_Natural-language object grounding data_:
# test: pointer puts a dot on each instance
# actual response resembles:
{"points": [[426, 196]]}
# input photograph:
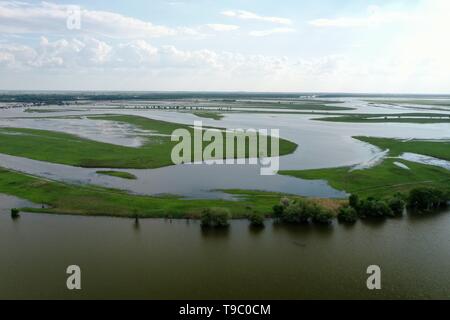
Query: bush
{"points": [[215, 218], [297, 212], [15, 213], [427, 199], [347, 214], [256, 221], [397, 205], [374, 208], [354, 202], [322, 216], [278, 211]]}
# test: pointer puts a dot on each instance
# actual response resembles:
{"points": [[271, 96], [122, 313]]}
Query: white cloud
{"points": [[22, 17], [375, 16], [269, 32], [247, 15], [222, 27]]}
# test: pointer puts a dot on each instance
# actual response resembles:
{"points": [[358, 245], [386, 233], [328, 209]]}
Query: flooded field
{"points": [[176, 259]]}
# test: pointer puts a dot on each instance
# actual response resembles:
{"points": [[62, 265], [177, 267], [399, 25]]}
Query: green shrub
{"points": [[397, 205], [354, 202], [256, 221], [427, 199], [322, 216], [278, 211], [374, 208], [215, 218], [15, 213], [297, 212], [347, 214]]}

_ACTIVITY_: Drop the images and quote the entries word for word.

_REPLY_:
# test: pointer puts a dot on each instance
# actual response resembles:
{"points": [[426, 196]]}
# input photograph:
Query: bush
{"points": [[215, 218], [297, 212], [15, 213], [427, 199], [347, 214], [256, 221], [397, 205], [374, 208], [354, 202], [322, 216], [278, 211]]}
# test: pointer puts a dot on each instance
# actual response resembles:
{"points": [[271, 96], [122, 313]]}
Query: white cloud
{"points": [[22, 17], [375, 16], [269, 32], [247, 15], [222, 27]]}
# test: pointer puts a dot on each instance
# actual response resembles:
{"points": [[358, 245], [386, 233], [328, 209]]}
Query: flooded field
{"points": [[176, 259]]}
# test: pointer puts a dot on each instance
# actual response resembles:
{"points": [[62, 265], [177, 267], [399, 25]]}
Query: green shrub
{"points": [[397, 205], [354, 202], [256, 221], [427, 199], [322, 216], [278, 211], [374, 208], [215, 218], [15, 213], [297, 212], [347, 214]]}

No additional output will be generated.